Records to process:
******
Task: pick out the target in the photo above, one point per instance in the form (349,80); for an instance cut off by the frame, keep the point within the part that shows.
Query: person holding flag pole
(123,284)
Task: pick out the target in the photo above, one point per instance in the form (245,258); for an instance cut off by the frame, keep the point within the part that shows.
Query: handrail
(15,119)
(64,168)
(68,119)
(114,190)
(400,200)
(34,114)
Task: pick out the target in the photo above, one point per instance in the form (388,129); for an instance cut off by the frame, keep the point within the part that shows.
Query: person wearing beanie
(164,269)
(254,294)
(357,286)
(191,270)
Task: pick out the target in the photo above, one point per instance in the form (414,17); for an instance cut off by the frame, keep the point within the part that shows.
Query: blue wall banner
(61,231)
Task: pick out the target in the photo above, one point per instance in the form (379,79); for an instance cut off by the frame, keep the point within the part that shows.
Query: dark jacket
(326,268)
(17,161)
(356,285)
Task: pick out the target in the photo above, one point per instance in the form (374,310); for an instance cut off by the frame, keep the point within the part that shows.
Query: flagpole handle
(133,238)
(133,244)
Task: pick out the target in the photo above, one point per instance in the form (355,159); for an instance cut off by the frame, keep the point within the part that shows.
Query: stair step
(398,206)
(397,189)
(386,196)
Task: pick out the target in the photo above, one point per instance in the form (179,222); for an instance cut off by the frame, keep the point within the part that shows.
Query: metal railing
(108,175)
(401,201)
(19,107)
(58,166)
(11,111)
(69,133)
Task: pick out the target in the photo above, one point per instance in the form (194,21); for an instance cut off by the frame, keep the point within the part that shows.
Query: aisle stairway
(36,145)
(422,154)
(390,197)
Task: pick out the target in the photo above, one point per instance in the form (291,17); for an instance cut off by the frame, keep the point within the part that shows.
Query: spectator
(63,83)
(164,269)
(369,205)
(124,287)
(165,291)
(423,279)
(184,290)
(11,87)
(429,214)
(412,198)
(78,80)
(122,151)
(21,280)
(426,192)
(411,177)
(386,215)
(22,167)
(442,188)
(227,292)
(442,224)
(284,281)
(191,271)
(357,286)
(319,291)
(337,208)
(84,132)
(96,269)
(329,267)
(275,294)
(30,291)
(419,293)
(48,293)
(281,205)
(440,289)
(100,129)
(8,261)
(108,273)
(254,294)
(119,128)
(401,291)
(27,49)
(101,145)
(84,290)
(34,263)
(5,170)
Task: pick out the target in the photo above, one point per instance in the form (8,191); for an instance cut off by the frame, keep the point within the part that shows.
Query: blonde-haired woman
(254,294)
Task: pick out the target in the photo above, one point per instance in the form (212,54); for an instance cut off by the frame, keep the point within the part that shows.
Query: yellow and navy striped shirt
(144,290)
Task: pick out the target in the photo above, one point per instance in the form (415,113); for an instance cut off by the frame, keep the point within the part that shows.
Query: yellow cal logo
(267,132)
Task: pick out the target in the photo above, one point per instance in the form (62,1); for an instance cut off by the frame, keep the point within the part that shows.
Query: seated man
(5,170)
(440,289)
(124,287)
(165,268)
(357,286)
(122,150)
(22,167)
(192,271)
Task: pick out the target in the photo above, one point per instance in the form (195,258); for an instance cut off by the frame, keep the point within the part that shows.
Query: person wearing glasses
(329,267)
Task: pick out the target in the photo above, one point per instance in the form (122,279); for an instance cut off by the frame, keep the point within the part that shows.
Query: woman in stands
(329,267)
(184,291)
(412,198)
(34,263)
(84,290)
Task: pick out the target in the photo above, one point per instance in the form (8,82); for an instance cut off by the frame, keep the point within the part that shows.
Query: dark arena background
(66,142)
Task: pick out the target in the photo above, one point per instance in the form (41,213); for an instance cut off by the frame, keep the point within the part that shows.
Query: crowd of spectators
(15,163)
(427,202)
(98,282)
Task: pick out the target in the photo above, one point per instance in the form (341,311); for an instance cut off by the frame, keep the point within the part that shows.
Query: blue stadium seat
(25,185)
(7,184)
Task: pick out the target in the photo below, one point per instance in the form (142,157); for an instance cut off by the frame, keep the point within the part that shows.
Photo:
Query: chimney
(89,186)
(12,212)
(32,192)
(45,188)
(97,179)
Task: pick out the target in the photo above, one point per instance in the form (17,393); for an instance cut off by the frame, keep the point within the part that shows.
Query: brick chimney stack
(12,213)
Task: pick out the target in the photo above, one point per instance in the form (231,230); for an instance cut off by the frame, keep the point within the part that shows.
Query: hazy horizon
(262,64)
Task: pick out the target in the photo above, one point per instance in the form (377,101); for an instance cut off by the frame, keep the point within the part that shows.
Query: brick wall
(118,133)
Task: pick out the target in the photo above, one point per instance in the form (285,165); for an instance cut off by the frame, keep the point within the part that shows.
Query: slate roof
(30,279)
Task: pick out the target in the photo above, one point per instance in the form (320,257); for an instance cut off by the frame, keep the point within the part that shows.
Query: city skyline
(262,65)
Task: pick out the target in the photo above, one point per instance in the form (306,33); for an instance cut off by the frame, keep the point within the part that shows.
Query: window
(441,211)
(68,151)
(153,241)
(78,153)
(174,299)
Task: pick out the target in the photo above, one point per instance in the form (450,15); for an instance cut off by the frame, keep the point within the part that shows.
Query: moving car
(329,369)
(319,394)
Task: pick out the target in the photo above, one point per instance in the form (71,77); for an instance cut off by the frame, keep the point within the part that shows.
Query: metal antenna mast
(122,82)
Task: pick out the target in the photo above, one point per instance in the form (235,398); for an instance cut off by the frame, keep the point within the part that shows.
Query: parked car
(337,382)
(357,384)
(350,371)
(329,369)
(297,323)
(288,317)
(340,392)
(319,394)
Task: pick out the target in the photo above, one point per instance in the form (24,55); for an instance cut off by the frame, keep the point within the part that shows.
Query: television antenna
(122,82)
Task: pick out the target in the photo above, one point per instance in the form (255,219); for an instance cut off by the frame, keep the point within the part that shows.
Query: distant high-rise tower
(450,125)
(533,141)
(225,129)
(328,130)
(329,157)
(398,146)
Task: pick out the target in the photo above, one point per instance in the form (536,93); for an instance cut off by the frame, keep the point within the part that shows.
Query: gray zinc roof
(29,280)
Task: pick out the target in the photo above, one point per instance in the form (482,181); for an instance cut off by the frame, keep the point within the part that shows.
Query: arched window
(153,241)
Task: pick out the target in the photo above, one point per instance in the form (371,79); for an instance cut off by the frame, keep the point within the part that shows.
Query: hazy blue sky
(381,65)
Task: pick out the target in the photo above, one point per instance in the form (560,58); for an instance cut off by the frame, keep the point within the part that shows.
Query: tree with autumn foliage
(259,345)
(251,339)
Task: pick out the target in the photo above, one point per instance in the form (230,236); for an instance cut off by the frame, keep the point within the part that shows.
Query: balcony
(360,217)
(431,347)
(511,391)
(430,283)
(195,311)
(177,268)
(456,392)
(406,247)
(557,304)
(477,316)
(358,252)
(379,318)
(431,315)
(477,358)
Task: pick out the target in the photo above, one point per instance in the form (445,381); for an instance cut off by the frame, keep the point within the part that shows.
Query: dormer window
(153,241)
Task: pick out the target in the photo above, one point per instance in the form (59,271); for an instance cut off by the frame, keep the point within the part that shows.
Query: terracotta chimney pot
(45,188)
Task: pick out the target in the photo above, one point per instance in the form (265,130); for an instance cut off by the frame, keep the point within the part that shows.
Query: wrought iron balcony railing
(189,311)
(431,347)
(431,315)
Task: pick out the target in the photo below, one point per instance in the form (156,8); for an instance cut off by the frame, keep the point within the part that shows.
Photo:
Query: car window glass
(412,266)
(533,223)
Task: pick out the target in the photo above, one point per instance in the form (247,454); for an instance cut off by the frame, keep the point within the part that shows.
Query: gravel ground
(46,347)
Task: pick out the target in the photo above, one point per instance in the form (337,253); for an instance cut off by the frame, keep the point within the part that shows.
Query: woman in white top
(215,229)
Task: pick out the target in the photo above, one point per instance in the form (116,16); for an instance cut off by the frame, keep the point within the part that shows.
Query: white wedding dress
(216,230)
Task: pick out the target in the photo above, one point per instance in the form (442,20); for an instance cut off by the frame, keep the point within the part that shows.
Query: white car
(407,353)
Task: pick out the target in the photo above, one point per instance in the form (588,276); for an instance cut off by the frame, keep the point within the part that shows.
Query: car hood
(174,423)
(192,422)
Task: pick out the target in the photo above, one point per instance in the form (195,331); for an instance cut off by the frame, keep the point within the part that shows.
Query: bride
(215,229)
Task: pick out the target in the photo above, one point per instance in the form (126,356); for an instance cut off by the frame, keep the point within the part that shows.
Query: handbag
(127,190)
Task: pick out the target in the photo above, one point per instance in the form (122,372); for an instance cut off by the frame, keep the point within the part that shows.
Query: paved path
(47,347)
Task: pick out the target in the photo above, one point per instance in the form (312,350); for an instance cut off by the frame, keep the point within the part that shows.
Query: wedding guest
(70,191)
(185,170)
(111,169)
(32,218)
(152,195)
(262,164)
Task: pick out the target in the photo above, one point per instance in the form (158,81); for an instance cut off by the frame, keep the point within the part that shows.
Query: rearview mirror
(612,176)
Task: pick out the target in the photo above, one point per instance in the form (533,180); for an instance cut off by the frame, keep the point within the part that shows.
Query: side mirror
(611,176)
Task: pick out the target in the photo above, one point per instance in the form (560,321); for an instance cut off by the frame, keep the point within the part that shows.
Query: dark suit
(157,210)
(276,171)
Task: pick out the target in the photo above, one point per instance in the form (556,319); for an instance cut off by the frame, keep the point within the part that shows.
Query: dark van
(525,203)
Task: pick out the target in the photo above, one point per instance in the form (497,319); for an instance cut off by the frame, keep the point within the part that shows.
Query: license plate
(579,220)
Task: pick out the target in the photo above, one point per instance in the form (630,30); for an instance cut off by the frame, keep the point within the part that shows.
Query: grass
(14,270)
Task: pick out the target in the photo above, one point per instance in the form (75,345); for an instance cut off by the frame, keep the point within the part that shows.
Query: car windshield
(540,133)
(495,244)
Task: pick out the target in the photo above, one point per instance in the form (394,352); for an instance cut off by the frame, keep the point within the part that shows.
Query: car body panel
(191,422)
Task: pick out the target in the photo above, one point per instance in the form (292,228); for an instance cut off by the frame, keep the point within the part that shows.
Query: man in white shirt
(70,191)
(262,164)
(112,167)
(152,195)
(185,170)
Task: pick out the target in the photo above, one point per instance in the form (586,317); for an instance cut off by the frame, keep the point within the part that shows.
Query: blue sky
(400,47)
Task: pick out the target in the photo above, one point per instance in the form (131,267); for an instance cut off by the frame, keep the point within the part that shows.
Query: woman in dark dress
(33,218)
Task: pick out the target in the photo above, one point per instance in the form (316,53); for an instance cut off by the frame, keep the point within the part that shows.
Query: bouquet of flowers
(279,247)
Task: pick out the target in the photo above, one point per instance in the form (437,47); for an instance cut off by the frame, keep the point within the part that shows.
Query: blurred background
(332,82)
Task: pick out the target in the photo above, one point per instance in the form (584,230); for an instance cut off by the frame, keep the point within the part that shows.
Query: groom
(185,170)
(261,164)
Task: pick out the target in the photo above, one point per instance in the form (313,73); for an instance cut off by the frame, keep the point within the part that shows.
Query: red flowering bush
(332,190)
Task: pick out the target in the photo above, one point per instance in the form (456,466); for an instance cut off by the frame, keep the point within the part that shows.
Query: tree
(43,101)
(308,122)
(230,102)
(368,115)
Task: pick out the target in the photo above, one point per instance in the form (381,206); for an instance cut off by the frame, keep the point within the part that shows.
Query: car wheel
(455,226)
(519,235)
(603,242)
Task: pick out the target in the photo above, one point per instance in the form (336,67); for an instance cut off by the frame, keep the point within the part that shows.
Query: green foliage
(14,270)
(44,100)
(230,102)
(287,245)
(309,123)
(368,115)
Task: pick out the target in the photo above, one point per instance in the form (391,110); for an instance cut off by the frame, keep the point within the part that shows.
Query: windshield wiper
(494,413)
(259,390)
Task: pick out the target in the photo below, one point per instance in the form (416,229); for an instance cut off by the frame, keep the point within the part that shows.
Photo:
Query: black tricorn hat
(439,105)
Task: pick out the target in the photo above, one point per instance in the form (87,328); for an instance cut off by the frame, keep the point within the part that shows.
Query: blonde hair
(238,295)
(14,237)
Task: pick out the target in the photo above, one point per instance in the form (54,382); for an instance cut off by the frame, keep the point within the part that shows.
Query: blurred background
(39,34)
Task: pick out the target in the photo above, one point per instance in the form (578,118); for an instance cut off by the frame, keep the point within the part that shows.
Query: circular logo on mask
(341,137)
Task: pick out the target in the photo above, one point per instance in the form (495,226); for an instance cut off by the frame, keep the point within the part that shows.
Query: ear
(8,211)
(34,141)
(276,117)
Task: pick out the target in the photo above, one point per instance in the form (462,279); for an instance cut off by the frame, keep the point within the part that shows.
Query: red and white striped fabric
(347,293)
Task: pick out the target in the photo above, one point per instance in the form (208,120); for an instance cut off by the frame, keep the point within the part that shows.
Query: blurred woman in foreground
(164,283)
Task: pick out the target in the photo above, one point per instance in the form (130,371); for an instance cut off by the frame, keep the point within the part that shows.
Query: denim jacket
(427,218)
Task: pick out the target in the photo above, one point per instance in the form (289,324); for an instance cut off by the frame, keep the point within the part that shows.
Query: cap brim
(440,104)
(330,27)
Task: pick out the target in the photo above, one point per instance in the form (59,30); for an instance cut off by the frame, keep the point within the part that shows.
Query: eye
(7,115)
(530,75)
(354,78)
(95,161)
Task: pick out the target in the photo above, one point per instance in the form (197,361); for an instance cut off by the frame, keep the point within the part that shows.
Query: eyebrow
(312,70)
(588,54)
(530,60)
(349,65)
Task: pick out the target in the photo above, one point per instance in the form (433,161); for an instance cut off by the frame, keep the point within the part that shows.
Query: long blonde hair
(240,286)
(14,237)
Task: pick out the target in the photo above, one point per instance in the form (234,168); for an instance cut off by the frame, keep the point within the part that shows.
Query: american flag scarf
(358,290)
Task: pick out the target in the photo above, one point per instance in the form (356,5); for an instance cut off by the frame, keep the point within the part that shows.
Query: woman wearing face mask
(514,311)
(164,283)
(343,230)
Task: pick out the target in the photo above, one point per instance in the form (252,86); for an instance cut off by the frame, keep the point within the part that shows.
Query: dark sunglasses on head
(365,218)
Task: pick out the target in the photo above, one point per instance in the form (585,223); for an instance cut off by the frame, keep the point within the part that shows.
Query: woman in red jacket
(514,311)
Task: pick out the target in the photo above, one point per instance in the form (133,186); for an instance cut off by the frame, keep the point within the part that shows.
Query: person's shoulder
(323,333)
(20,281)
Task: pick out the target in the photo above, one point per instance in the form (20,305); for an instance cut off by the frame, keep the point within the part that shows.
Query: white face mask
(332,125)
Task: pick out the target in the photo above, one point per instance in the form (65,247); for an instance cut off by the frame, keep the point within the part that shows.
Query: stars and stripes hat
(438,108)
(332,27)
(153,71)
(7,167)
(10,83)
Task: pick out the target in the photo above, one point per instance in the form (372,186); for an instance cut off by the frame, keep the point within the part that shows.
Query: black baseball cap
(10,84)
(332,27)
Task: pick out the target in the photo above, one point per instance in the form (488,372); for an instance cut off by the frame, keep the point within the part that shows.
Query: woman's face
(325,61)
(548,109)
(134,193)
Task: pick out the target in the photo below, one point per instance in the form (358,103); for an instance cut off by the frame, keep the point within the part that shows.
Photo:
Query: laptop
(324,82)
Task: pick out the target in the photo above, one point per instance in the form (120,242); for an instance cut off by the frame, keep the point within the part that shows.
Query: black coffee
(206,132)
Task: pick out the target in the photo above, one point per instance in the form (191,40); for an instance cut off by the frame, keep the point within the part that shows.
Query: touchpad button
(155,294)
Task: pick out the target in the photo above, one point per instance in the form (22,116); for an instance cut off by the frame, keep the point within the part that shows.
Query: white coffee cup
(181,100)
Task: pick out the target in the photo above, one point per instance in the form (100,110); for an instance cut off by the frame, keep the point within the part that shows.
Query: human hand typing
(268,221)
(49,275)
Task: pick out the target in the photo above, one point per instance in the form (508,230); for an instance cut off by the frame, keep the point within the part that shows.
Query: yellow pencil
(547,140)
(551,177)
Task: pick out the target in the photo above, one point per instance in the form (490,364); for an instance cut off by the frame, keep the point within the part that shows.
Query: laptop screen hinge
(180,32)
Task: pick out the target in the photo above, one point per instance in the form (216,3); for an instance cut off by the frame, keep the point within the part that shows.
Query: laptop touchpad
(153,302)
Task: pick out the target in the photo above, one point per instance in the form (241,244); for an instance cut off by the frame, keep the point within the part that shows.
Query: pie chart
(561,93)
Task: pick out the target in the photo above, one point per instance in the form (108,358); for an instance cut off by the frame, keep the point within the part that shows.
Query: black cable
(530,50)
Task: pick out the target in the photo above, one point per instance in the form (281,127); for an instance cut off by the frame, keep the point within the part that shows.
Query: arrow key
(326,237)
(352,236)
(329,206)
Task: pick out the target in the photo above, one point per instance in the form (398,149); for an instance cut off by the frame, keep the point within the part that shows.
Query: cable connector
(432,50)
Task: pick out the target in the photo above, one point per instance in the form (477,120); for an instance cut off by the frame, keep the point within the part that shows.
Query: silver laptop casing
******
Output again, unchanged, the lines above from the one containing "the form (398,149);" through the last line, with both ends included.

Problem solution:
Task: pick out the target in the photo above, one point per instance in the form (398,149); for an instance cut off by the frame, keep the point within the part that shows.
Query: cable connector
(432,50)
Task: pick out the target in the photo above, one point per instance in the form (477,120); for an instance cut off by the frame, keep the point within the part that shows.
Query: silver laptop casing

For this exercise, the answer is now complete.